- _RECORDS FOR THIS EXERCISE_
------------------------
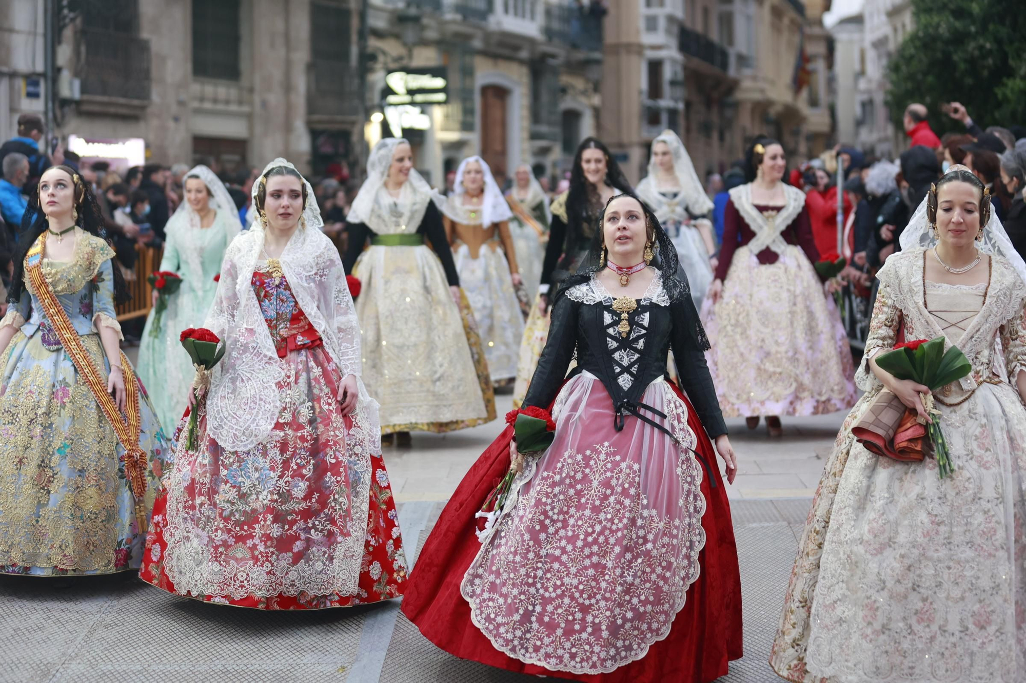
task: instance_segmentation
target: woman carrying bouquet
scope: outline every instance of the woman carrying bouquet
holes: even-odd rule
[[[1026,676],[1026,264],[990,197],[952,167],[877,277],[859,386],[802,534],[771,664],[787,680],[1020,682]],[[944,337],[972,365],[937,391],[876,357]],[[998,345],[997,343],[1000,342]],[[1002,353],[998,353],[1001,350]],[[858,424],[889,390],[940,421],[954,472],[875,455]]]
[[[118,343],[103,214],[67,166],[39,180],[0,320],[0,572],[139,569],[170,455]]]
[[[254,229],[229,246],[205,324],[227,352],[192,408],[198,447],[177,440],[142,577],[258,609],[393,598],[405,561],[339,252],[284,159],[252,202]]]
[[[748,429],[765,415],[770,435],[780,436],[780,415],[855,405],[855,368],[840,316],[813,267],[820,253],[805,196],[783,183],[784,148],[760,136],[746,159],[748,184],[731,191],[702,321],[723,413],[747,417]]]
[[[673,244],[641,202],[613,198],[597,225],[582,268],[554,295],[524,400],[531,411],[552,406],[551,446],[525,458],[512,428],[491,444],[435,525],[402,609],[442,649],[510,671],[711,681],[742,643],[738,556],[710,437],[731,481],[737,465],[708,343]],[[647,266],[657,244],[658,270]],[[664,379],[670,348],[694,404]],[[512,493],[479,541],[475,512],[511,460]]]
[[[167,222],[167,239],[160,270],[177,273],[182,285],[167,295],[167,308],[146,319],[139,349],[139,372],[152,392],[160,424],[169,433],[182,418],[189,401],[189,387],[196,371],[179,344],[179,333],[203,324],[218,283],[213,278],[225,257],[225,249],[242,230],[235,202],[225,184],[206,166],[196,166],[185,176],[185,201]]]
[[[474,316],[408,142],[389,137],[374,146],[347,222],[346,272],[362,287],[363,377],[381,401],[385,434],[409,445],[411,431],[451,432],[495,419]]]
------------------------
- _WHAT THE TASK REQUIRES_
Output every line of the records above as a numbered list, leaving out blank lines and the pictures.

- _ANSWER FOR THIS EXERCISE_
1. task: instance_segmentation
2. target: woman carrying bouquet
3. scope: outline every instance of the woman carrying bouquet
4. holes: even-odd rule
5. [[[1026,676],[1026,264],[990,197],[952,167],[877,277],[859,386],[802,534],[771,664],[787,680],[1020,682]],[[944,337],[972,365],[937,391],[876,357]],[[998,345],[997,343],[1000,342]],[[1002,353],[998,353],[1001,350]],[[858,424],[889,390],[940,421],[954,472],[875,455]]]
6. [[[118,343],[103,214],[67,166],[39,180],[0,320],[0,572],[139,569],[170,455]]]
7. [[[254,229],[229,246],[205,324],[227,352],[192,408],[198,447],[177,440],[142,577],[258,609],[393,598],[405,561],[339,252],[284,159],[252,202]]]
8. [[[748,429],[765,415],[770,435],[780,436],[780,415],[855,405],[855,368],[840,316],[813,267],[820,253],[805,196],[783,183],[784,148],[760,136],[746,159],[748,184],[731,191],[702,321],[723,413],[747,417]]]
9. [[[673,244],[641,202],[613,198],[597,225],[582,268],[554,295],[524,400],[531,411],[552,406],[551,446],[525,458],[512,428],[491,444],[435,525],[402,609],[442,649],[510,671],[711,681],[742,643],[738,556],[710,437],[731,481],[737,465],[708,343]],[[647,266],[657,244],[658,270]],[[664,379],[670,348],[694,404]],[[512,493],[479,541],[475,512],[511,460]]]
10. [[[167,222],[167,239],[160,270],[177,273],[182,285],[167,295],[167,308],[146,319],[139,349],[139,372],[152,392],[160,424],[169,433],[182,418],[189,401],[189,387],[196,371],[179,344],[179,333],[203,324],[218,283],[213,278],[225,257],[225,249],[242,230],[235,202],[225,184],[206,166],[196,166],[185,176],[185,201]]]
11. [[[474,316],[408,142],[389,137],[374,146],[347,222],[346,272],[362,287],[363,377],[381,401],[385,434],[409,445],[411,431],[451,432],[495,419]]]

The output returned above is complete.